== Task requirements ==
How many lines in the rows below contain the word "drop"? Reply with the number only.

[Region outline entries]
'''

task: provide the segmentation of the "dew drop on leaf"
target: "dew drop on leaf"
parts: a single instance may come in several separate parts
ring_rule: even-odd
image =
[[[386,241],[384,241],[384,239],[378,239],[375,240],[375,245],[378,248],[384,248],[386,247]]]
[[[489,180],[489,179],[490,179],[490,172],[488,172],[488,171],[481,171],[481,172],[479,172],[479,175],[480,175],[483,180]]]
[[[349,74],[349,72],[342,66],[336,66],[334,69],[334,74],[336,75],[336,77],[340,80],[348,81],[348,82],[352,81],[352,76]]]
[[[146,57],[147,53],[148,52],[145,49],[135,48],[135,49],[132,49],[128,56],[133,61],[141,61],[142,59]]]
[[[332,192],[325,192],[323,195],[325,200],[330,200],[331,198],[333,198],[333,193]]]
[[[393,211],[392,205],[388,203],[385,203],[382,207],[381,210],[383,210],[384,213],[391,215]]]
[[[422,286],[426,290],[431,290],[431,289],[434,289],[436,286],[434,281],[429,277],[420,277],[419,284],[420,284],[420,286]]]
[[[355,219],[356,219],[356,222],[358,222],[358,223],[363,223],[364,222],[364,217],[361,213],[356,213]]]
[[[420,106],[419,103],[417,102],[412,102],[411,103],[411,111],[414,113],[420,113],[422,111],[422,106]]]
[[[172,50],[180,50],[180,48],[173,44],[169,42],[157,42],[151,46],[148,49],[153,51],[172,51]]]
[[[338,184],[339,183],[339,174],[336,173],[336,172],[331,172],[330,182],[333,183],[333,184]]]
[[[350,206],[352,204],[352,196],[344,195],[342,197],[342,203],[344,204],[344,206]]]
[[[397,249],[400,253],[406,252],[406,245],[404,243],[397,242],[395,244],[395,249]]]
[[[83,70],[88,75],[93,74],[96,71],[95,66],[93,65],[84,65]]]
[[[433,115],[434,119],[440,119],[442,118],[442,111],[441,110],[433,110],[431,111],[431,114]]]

'''

== Task solution ==
2